▶ **WORK REQUEST**: Please list every way the soil remediation text says the product's multi-basic component would assist the calcium amendment.

▶ **GIVEN PASSAGE**:

Lyle D. Burns
Salt contamination of soil is a serious environmental issue facing the oil and gas industry today according to many Stripper Well Operators and Regulators. Salts, particularly sodium chloride, from produced water spills and leaks can completely devastate surrounding vegetation. Remediating sodium-affected soils is a time consuming, frequently ineffective and an expensive process. Dig and haul as a means of disposal is an expensive operation and carries with it a Superfund risk potential. Today, there is much more emphasis on operating in an environmentally conscious manner. The problem lacks a suitable solution with the benefits of being rapid, simple, economical, and dependable.
The sodium ion is detrimental due to its toxic effect on plants and devastation to soil. The chemical change brought about is an ion exchange reaction where the calcium and magnesium in clays are exchanged for sodium. This reaction causes the clay particles to swell, reduces the soil pore space and the water permeability of the soil making it difficult to purge or flush the sodium from the plant root area. In effect, the soil becomes dense and highly erodible. The traditional gypsum fix is usually insufficient to promote grass growth in soils that have been badly damaged by produced water spills. Gypsum solves only part of the problem and because of its low water solubility, a lengthy time is required to exchange the calcium for sodium on the clay particles.
The proposed “Soil Amendment Product For Oil Field Brine Contaminated Soil” (2008 Stripper Well Consortium (SWC)) technology was demonstrated in the laboratory and two field tests in 2008-2010 to remediate salt damaged soils. The soil amendment product has a multi-basic component that would assist the calcium amendment by 1) Tying up excess sodium in the clays from the root area, 2) Providing organic material to the soil, 3) Assist in rejuvenation of the bacterial population, and 4) Participate in nutrient transport into the plant. This component was used with a highly soluble calcium amendment rather than gypsum, allowing for rapid remediation of the soil. The product also binds heavy metal contamination and absorbs low levels of light hydrocarbon contamination. The technology requires tilling the soil, adding the amendment components with fertilizer, followed by re-tilling and water or rainfall to complete the remediation procedure. Usually within about four weeks, the grass seed may be planted with additional water/rainfall and grass germination will occur.
The first successful SWC project addressed a suitable solution with the benefits of being rapid and economical. This proposed project addresses the benefits of simple and dependable. Additional field tests will be performed for verification (dependable) and the necessary activities required to simplify (simple) the soil amendment product(s) for successful commercialization will be performed. No two salt contamination areas are likely to be exactly the same. But there are certain generalizations that may be made to simplify the remediation recommendation for application by the customer or service provider such that a “rocket scientist” is not needed for guidance. To perform the remediation correctly requires the customer or service provider to obtain minimal laboratory analysis for the sodium, potassium, calcium, magnesium concentrations and a soil pH measurement. In this proposal, 1) Correlations with the laboratory analysis and the soil treatment equations will be made, 2) The number of products must be minimized, and 3) Treatment application rates will be derived that include most of the saline and/or sodic contaminated soils encountered. These three issues will be summarized succinctly for the customer to understand how to have the best chance of a successful remediation by following simple instructions.

▶ **RECORDS SUPPLIED**:
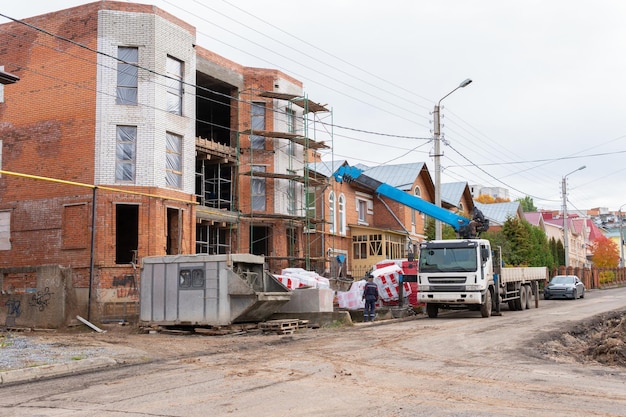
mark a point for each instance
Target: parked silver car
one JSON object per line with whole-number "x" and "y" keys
{"x": 564, "y": 286}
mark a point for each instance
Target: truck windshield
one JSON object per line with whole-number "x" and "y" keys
{"x": 448, "y": 260}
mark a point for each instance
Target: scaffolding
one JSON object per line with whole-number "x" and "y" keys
{"x": 290, "y": 176}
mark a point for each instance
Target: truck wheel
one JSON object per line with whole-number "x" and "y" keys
{"x": 432, "y": 310}
{"x": 485, "y": 308}
{"x": 520, "y": 303}
{"x": 529, "y": 296}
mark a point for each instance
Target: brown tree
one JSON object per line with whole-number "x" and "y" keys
{"x": 485, "y": 199}
{"x": 605, "y": 252}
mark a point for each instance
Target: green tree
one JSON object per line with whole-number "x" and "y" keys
{"x": 447, "y": 232}
{"x": 605, "y": 252}
{"x": 541, "y": 255}
{"x": 527, "y": 204}
{"x": 518, "y": 236}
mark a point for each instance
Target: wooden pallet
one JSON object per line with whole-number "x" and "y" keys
{"x": 286, "y": 326}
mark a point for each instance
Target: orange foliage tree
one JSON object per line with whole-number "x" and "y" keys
{"x": 485, "y": 199}
{"x": 605, "y": 252}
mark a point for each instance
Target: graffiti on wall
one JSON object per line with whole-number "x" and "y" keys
{"x": 14, "y": 307}
{"x": 126, "y": 286}
{"x": 41, "y": 299}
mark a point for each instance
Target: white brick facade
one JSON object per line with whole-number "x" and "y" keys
{"x": 156, "y": 39}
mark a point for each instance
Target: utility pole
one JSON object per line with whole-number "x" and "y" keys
{"x": 565, "y": 222}
{"x": 437, "y": 137}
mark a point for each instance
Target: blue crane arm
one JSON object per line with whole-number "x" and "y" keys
{"x": 460, "y": 224}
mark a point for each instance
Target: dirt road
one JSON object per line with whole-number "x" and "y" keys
{"x": 457, "y": 365}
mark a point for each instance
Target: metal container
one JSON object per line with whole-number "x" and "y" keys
{"x": 210, "y": 290}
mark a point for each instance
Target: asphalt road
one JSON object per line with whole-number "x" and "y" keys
{"x": 456, "y": 365}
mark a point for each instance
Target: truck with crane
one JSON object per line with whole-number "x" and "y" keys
{"x": 459, "y": 273}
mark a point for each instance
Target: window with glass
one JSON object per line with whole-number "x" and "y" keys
{"x": 258, "y": 189}
{"x": 291, "y": 128}
{"x": 331, "y": 212}
{"x": 342, "y": 214}
{"x": 174, "y": 160}
{"x": 359, "y": 246}
{"x": 125, "y": 153}
{"x": 257, "y": 123}
{"x": 291, "y": 194}
{"x": 127, "y": 75}
{"x": 311, "y": 210}
{"x": 416, "y": 193}
{"x": 362, "y": 207}
{"x": 174, "y": 81}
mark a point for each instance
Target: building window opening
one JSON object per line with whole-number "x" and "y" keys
{"x": 126, "y": 232}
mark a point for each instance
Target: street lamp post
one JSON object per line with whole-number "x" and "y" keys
{"x": 621, "y": 237}
{"x": 565, "y": 225}
{"x": 437, "y": 133}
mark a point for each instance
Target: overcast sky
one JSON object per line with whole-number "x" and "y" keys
{"x": 548, "y": 93}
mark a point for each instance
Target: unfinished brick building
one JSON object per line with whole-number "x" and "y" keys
{"x": 124, "y": 139}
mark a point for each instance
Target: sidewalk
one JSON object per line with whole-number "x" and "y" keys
{"x": 17, "y": 376}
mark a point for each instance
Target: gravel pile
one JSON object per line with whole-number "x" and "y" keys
{"x": 18, "y": 351}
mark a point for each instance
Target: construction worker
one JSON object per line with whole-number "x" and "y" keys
{"x": 370, "y": 295}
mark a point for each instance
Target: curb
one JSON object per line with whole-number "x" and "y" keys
{"x": 17, "y": 376}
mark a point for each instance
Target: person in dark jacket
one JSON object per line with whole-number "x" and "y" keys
{"x": 370, "y": 295}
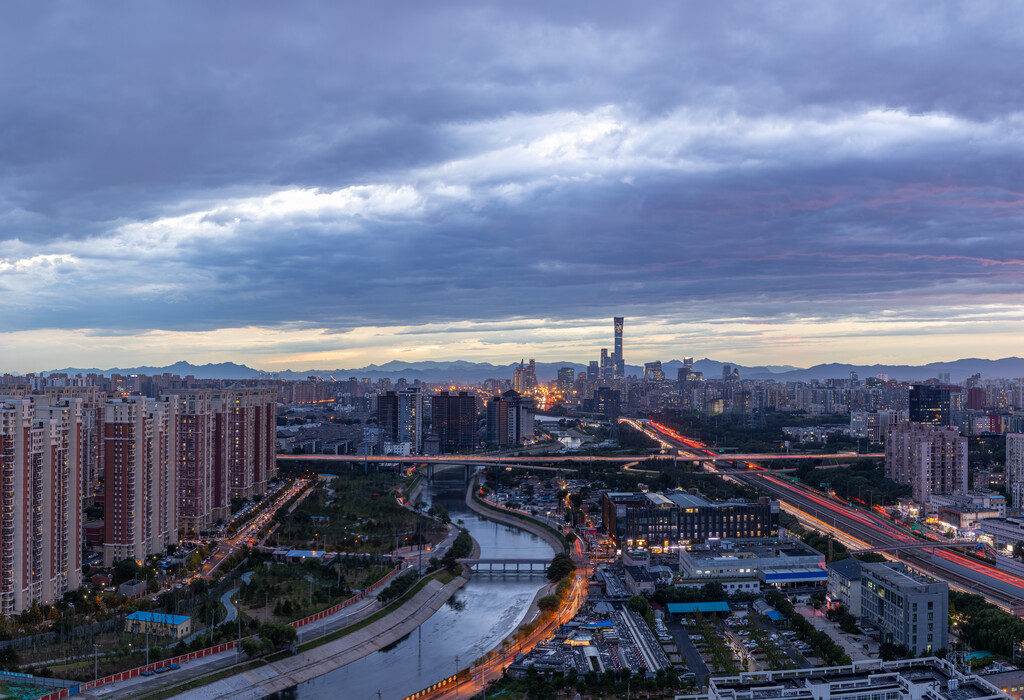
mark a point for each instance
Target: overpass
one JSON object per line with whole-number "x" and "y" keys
{"x": 920, "y": 545}
{"x": 568, "y": 458}
{"x": 522, "y": 566}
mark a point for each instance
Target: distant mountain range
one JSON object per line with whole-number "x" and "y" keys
{"x": 461, "y": 370}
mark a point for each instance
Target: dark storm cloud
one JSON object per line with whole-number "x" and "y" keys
{"x": 197, "y": 166}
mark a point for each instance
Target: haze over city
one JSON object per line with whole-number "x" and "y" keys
{"x": 334, "y": 186}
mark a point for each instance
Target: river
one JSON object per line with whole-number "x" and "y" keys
{"x": 475, "y": 620}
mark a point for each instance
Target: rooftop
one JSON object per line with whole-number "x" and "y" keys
{"x": 161, "y": 618}
{"x": 847, "y": 568}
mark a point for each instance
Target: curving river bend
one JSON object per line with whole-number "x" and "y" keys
{"x": 475, "y": 620}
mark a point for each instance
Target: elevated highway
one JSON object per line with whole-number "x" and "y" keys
{"x": 862, "y": 528}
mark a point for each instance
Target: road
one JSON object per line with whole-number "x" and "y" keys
{"x": 248, "y": 533}
{"x": 579, "y": 458}
{"x": 864, "y": 528}
{"x": 493, "y": 668}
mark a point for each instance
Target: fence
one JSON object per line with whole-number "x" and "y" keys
{"x": 354, "y": 599}
{"x": 226, "y": 646}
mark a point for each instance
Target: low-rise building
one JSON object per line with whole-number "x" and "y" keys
{"x": 909, "y": 608}
{"x": 159, "y": 624}
{"x": 773, "y": 561}
{"x": 1003, "y": 531}
{"x": 639, "y": 580}
{"x": 844, "y": 584}
{"x": 928, "y": 679}
{"x": 663, "y": 520}
{"x": 982, "y": 499}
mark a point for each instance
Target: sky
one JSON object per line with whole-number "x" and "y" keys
{"x": 299, "y": 185}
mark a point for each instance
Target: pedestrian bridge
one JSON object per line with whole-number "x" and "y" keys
{"x": 507, "y": 566}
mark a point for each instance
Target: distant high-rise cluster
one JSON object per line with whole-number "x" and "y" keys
{"x": 620, "y": 363}
{"x": 930, "y": 458}
{"x": 399, "y": 414}
{"x": 510, "y": 420}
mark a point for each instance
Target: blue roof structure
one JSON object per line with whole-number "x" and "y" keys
{"x": 806, "y": 575}
{"x": 690, "y": 608}
{"x": 161, "y": 618}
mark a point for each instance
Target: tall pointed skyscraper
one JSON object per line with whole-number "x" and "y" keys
{"x": 617, "y": 361}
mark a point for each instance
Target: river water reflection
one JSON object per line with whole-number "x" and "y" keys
{"x": 475, "y": 620}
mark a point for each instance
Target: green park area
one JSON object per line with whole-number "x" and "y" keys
{"x": 283, "y": 592}
{"x": 355, "y": 513}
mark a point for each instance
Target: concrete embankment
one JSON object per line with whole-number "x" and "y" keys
{"x": 526, "y": 524}
{"x": 282, "y": 674}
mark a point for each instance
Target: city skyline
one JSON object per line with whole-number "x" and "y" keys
{"x": 786, "y": 184}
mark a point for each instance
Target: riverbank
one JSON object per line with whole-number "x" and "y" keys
{"x": 522, "y": 522}
{"x": 282, "y": 674}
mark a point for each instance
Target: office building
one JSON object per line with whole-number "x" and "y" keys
{"x": 845, "y": 585}
{"x": 605, "y": 401}
{"x": 771, "y": 561}
{"x": 930, "y": 458}
{"x": 1014, "y": 473}
{"x": 908, "y": 608}
{"x": 139, "y": 470}
{"x": 872, "y": 426}
{"x": 510, "y": 420}
{"x": 566, "y": 377}
{"x": 399, "y": 416}
{"x": 454, "y": 422}
{"x": 652, "y": 372}
{"x": 930, "y": 404}
{"x": 40, "y": 482}
{"x": 667, "y": 520}
{"x": 619, "y": 363}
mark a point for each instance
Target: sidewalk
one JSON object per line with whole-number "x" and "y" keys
{"x": 851, "y": 644}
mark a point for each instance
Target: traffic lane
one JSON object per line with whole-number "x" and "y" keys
{"x": 685, "y": 645}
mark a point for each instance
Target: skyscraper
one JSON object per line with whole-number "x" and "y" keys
{"x": 454, "y": 421}
{"x": 399, "y": 414}
{"x": 41, "y": 529}
{"x": 565, "y": 378}
{"x": 140, "y": 494}
{"x": 197, "y": 441}
{"x": 620, "y": 363}
{"x": 929, "y": 458}
{"x": 510, "y": 420}
{"x": 1015, "y": 468}
{"x": 930, "y": 404}
{"x": 652, "y": 372}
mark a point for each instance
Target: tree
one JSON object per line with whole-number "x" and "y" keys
{"x": 548, "y": 603}
{"x": 560, "y": 567}
{"x": 251, "y": 647}
{"x": 638, "y": 604}
{"x": 278, "y": 633}
{"x": 126, "y": 570}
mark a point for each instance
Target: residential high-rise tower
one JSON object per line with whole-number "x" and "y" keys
{"x": 620, "y": 363}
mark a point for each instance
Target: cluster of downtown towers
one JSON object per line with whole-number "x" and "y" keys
{"x": 168, "y": 464}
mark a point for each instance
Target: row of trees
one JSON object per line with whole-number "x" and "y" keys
{"x": 983, "y": 625}
{"x": 830, "y": 652}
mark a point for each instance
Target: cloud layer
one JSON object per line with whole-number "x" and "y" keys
{"x": 340, "y": 184}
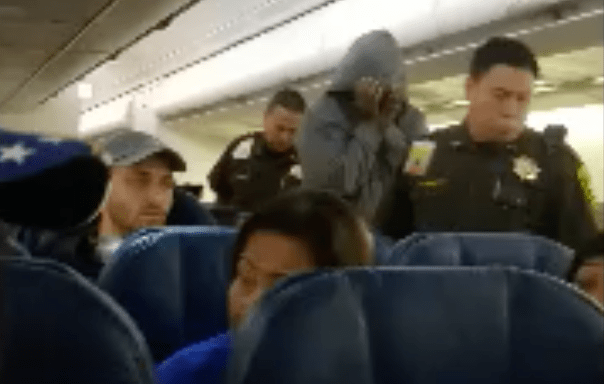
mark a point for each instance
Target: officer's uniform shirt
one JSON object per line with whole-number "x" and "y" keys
{"x": 453, "y": 184}
{"x": 249, "y": 173}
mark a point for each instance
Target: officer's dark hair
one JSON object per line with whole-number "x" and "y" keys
{"x": 327, "y": 225}
{"x": 503, "y": 50}
{"x": 288, "y": 99}
{"x": 592, "y": 251}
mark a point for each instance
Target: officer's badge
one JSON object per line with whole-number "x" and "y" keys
{"x": 526, "y": 168}
{"x": 296, "y": 171}
{"x": 244, "y": 149}
{"x": 420, "y": 155}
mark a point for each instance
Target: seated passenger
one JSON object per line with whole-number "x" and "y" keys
{"x": 588, "y": 270}
{"x": 46, "y": 185}
{"x": 298, "y": 231}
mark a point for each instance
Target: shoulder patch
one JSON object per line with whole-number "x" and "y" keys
{"x": 296, "y": 171}
{"x": 420, "y": 156}
{"x": 243, "y": 150}
{"x": 585, "y": 183}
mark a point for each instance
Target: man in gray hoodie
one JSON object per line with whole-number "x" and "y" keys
{"x": 354, "y": 139}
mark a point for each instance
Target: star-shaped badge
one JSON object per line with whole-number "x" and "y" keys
{"x": 526, "y": 168}
{"x": 17, "y": 153}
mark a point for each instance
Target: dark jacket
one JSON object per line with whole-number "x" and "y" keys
{"x": 79, "y": 247}
{"x": 522, "y": 186}
{"x": 340, "y": 151}
{"x": 248, "y": 173}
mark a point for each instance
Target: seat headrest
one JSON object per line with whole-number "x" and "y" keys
{"x": 421, "y": 325}
{"x": 473, "y": 249}
{"x": 57, "y": 327}
{"x": 173, "y": 282}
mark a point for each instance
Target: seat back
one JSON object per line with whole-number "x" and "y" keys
{"x": 188, "y": 210}
{"x": 473, "y": 249}
{"x": 57, "y": 327}
{"x": 173, "y": 282}
{"x": 422, "y": 325}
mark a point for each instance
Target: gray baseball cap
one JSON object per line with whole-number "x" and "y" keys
{"x": 124, "y": 147}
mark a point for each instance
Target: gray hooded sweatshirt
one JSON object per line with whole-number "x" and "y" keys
{"x": 341, "y": 152}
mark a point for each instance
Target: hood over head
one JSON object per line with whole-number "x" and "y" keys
{"x": 374, "y": 54}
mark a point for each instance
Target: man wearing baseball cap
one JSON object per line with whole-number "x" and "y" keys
{"x": 142, "y": 185}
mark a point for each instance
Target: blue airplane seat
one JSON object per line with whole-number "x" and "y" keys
{"x": 421, "y": 325}
{"x": 471, "y": 249}
{"x": 188, "y": 210}
{"x": 382, "y": 248}
{"x": 173, "y": 282}
{"x": 57, "y": 327}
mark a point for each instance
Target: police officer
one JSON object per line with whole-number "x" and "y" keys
{"x": 490, "y": 173}
{"x": 256, "y": 166}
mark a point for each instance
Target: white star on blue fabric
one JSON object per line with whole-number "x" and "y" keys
{"x": 17, "y": 153}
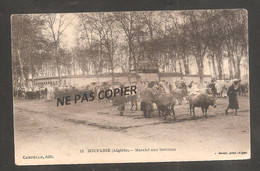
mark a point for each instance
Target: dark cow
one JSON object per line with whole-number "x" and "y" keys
{"x": 201, "y": 100}
{"x": 133, "y": 100}
{"x": 165, "y": 103}
{"x": 179, "y": 94}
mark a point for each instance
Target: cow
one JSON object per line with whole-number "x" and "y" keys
{"x": 201, "y": 100}
{"x": 165, "y": 103}
{"x": 179, "y": 94}
{"x": 133, "y": 100}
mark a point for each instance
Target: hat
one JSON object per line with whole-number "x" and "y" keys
{"x": 235, "y": 81}
{"x": 151, "y": 84}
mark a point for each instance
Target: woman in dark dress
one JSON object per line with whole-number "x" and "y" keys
{"x": 232, "y": 96}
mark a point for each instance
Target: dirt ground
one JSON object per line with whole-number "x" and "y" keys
{"x": 42, "y": 128}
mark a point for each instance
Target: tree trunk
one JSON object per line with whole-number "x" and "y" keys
{"x": 186, "y": 65}
{"x": 200, "y": 66}
{"x": 231, "y": 76}
{"x": 214, "y": 66}
{"x": 21, "y": 68}
{"x": 238, "y": 69}
{"x": 220, "y": 64}
{"x": 129, "y": 61}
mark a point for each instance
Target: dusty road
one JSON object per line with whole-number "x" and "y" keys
{"x": 42, "y": 128}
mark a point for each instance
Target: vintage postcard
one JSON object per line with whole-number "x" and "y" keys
{"x": 127, "y": 87}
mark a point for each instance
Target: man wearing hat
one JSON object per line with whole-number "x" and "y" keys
{"x": 147, "y": 100}
{"x": 232, "y": 96}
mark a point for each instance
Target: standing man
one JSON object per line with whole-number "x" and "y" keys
{"x": 232, "y": 96}
{"x": 213, "y": 88}
{"x": 120, "y": 101}
{"x": 147, "y": 100}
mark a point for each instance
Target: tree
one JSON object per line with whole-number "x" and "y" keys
{"x": 56, "y": 25}
{"x": 29, "y": 47}
{"x": 196, "y": 32}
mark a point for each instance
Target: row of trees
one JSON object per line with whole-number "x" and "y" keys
{"x": 108, "y": 41}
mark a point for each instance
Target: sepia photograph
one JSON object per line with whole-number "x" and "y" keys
{"x": 130, "y": 87}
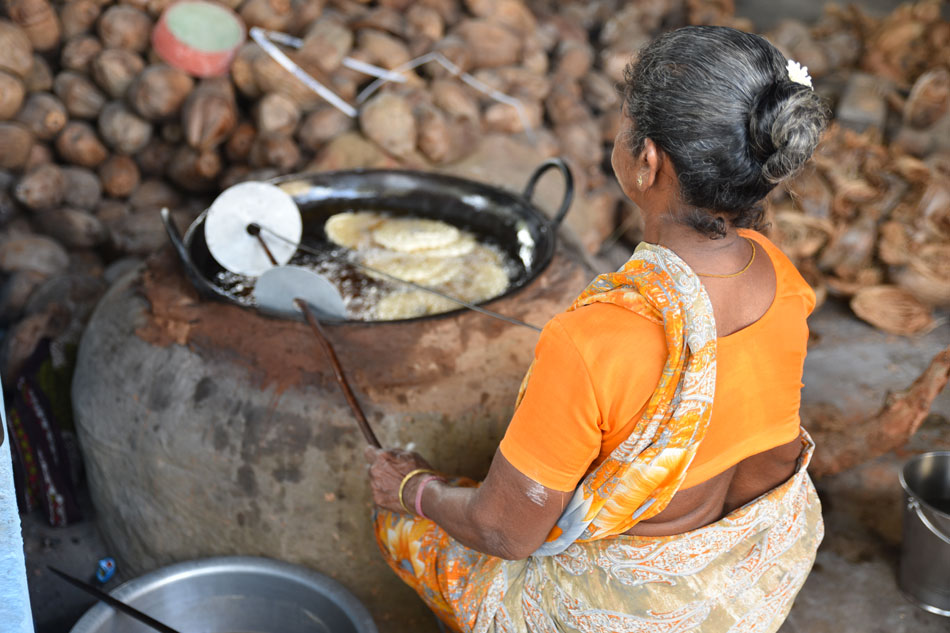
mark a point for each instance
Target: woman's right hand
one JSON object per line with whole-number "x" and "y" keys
{"x": 387, "y": 468}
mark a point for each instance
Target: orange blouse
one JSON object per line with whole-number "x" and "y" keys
{"x": 596, "y": 367}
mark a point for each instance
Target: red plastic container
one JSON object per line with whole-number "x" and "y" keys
{"x": 198, "y": 37}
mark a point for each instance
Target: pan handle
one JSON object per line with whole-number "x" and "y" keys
{"x": 560, "y": 164}
{"x": 201, "y": 284}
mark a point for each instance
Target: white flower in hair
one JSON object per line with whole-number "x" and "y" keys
{"x": 799, "y": 74}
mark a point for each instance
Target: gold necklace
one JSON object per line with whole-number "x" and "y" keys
{"x": 745, "y": 268}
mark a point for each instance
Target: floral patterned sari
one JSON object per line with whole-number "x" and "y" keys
{"x": 737, "y": 575}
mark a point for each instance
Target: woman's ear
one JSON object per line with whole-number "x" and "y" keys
{"x": 648, "y": 165}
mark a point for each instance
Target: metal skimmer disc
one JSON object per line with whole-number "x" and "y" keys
{"x": 252, "y": 203}
{"x": 277, "y": 288}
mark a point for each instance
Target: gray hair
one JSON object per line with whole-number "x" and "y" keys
{"x": 720, "y": 104}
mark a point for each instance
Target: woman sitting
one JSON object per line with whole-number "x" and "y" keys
{"x": 653, "y": 475}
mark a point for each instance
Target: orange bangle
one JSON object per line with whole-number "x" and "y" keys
{"x": 420, "y": 489}
{"x": 405, "y": 480}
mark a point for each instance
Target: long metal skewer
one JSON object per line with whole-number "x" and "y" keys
{"x": 116, "y": 604}
{"x": 338, "y": 371}
{"x": 466, "y": 304}
{"x": 255, "y": 230}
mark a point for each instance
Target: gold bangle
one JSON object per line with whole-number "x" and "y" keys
{"x": 405, "y": 480}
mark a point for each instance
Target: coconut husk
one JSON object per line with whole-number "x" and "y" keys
{"x": 38, "y": 20}
{"x": 934, "y": 208}
{"x": 845, "y": 446}
{"x": 79, "y": 51}
{"x": 801, "y": 236}
{"x": 929, "y": 99}
{"x": 12, "y": 93}
{"x": 848, "y": 287}
{"x": 893, "y": 246}
{"x": 892, "y": 309}
{"x": 927, "y": 275}
{"x": 852, "y": 249}
{"x": 816, "y": 280}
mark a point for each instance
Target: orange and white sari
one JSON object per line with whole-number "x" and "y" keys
{"x": 738, "y": 575}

▶ **WRITTEN REPLY**:
1. Tying up excess sodium in the clays from the root area
2. Providing organic material to the soil
3. Assisting in rejuvenation of the bacterial population
4. Participating in nutrient transport into the plant